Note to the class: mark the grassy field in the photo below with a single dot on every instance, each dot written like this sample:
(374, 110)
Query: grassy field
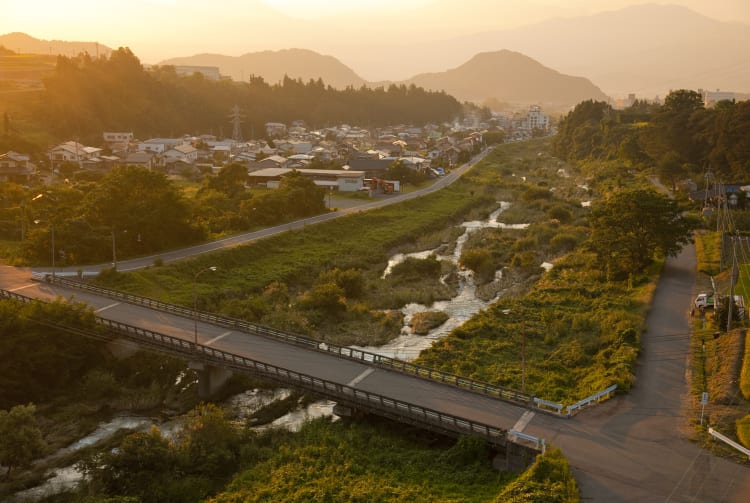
(720, 361)
(581, 332)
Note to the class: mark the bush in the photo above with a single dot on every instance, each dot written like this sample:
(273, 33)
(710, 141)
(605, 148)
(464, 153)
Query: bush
(743, 430)
(745, 373)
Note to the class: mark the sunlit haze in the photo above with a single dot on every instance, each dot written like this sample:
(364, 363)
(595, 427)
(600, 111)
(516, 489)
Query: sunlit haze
(378, 39)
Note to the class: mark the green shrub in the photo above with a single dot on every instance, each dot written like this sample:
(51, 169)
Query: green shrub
(549, 479)
(743, 430)
(560, 213)
(745, 372)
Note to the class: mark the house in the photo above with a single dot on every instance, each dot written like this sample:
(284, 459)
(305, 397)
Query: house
(159, 145)
(372, 167)
(114, 140)
(185, 153)
(71, 151)
(142, 159)
(275, 129)
(15, 167)
(341, 180)
(273, 161)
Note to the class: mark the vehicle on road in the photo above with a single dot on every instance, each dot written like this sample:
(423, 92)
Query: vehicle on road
(709, 301)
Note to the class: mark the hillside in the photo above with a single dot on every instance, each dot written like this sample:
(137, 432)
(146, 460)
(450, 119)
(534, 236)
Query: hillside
(645, 49)
(274, 65)
(510, 77)
(26, 44)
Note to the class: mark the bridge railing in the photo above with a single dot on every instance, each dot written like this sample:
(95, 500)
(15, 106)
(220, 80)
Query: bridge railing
(365, 400)
(343, 351)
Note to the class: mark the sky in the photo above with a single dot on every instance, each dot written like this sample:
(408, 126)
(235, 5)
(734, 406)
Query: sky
(156, 30)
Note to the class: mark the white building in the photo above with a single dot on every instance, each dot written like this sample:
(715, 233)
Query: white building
(710, 98)
(536, 119)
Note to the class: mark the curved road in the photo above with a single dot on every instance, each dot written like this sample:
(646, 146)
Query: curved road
(634, 447)
(631, 448)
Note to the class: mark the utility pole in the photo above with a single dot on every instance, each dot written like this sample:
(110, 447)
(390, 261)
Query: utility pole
(523, 353)
(731, 283)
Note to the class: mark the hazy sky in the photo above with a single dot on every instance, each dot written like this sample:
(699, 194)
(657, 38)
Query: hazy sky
(159, 29)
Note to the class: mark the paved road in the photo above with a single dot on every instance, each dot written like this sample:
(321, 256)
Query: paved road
(239, 239)
(634, 448)
(404, 387)
(631, 448)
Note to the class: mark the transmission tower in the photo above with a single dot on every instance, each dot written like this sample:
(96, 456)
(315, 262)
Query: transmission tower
(236, 120)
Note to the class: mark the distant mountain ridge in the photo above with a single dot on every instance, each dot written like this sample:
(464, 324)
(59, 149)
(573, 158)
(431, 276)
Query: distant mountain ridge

------------------------------------------------------------

- _Activity_:
Give the data above back unchanged, except for the pictures.

- _Reply_:
Note to the class: mark the grassy field in the photo below with a single dot on every instance, each dot written like this sample:
(374, 110)
Query: grassy field
(720, 361)
(581, 332)
Note to the class: mark the bush in the photo above with a single dot on every instance, each dot written like this sample:
(273, 33)
(710, 141)
(605, 148)
(464, 153)
Query: bush
(743, 430)
(745, 373)
Note to the class: mark the sunlit haze in the photo above with a single dot on every instance, each dot written like this sample:
(364, 363)
(595, 427)
(600, 111)
(516, 489)
Query: sunlit haze
(378, 39)
Note to the class: mark the green shrub in the photo above with a single dot on every instance, each dot written like this sample:
(51, 169)
Query: green shrub
(549, 479)
(743, 430)
(560, 213)
(745, 372)
Note to the class: mark the house in the photo above with a single dot on every instance, each dot written like this sample:
(284, 459)
(305, 397)
Query: house
(159, 145)
(372, 167)
(114, 140)
(185, 153)
(71, 151)
(142, 159)
(275, 129)
(15, 167)
(341, 180)
(273, 161)
Note to the class: mark the vehicle on road in the photo above with a single dot on every instance, each dot written like this sample:
(423, 92)
Query: vehicle on road
(709, 301)
Note to the class: mark the hillside in the photo above with a single dot on every instance, each dot written like this sample:
(137, 432)
(146, 460)
(450, 119)
(534, 236)
Query: hillside
(645, 49)
(274, 65)
(510, 77)
(26, 44)
Note to the class: mark the bridge railing in the photo above with a single dot on every instance, each dot written like this sample:
(95, 500)
(15, 106)
(220, 80)
Query: bridge railing
(365, 400)
(343, 351)
Note to the class: mark the sky in the photo above with a single dot on every instance, each dot written like this sample:
(408, 126)
(235, 5)
(734, 406)
Query: sky
(156, 30)
Note to the class: mark the white building in the photo above with a single dot on every instance, each dot written like this sample:
(715, 233)
Query: white building
(710, 98)
(536, 119)
Note to the class: mark the curved road in the photo above with a single dot on every instance, each dot written like this sample:
(646, 146)
Query: curved road
(634, 447)
(631, 448)
Note to the class: mark the utility pole in the photo above with a single dot on every instance, each dot written like this sample:
(110, 447)
(390, 261)
Query: utility pole
(523, 353)
(731, 283)
Note to the class: mark the hazy sky in the photo above with a single dot on every instance, each dot written like this sample:
(699, 194)
(657, 38)
Query: hazy sky
(159, 29)
Note to the class: mark the paved road in the photo above with a single dot on every instance, each dot written like this sample:
(321, 256)
Query: paved road
(239, 239)
(634, 448)
(404, 387)
(631, 448)
Note to the class: mark the transmission tower in the photo above with a single dot on every instance, each dot written like this sample:
(96, 456)
(315, 262)
Query: transmission tower
(236, 120)
Note to the class: mark the distant mountain ridge in the photo above with a single dot on every instance, each dot written like this sample:
(464, 324)
(59, 149)
(573, 158)
(431, 276)
Query: distant mountain ridge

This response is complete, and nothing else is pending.